- **PROBLEM STATEMENT**:
The reply should contain every entry exactly as given, with no pictures in it.

- **DATA FOR THIS EXERCISE**:
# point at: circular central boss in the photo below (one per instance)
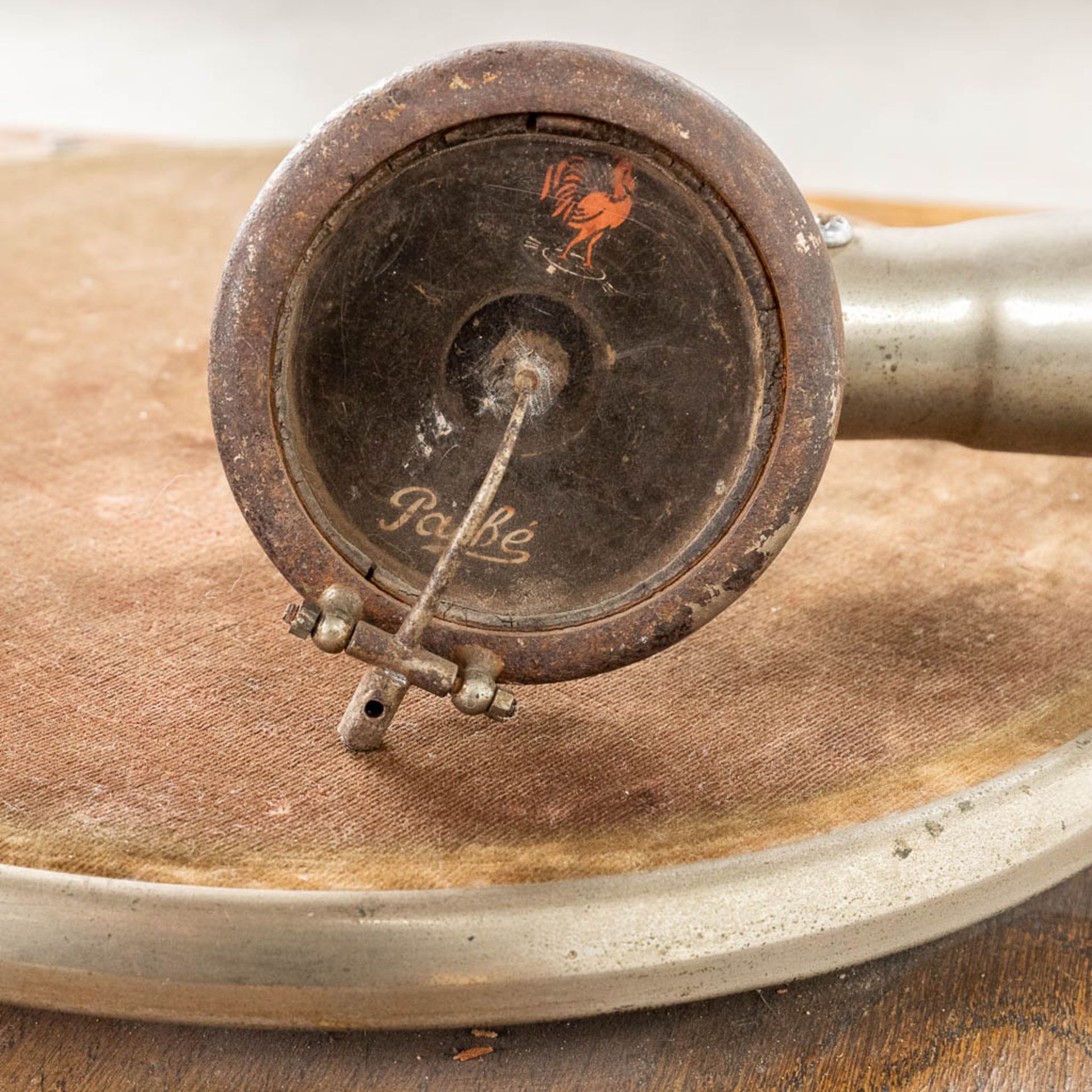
(646, 305)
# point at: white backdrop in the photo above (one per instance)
(954, 100)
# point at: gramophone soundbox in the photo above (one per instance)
(885, 739)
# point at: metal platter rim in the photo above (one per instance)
(539, 952)
(533, 78)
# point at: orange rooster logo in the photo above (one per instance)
(590, 213)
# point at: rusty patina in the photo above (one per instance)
(560, 92)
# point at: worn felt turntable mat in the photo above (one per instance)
(926, 628)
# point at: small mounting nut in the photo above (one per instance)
(835, 230)
(301, 618)
(504, 706)
(475, 694)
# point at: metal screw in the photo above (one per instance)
(835, 230)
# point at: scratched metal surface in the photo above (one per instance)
(928, 627)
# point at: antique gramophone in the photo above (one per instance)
(526, 364)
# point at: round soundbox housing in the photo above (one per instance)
(546, 198)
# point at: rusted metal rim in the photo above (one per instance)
(484, 83)
(540, 952)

- **EXERCISE OUTPUT**:
# point at: circular central boss in the photo below (one per instance)
(646, 305)
# point at: white backdrop in the photo above (one per instance)
(954, 100)
# point at: gramophone soundbox in the photo above (one per instance)
(885, 739)
# point at: metal platter rim in the photo above (one per instance)
(539, 952)
(533, 78)
# point at: orange rooster logo in the photo above (one per instance)
(590, 213)
# point at: rusty patina in the photo above (one per instance)
(560, 92)
# point at: worn felt turntable mat in the photo above (one per instance)
(926, 628)
# point at: small mounting nut in the photo above (one per instance)
(835, 230)
(301, 618)
(504, 706)
(475, 694)
# point at: metal screw in the photo above (one per instance)
(835, 230)
# point at: scratched metal surface in the photo above (one per instance)
(928, 627)
# point at: antique gramophone in the photo above (one per instance)
(526, 364)
# point at: round soundbox housing in the photo above (one per instance)
(546, 198)
# point at: rusted metal rim in the photo above (one per instance)
(484, 83)
(540, 952)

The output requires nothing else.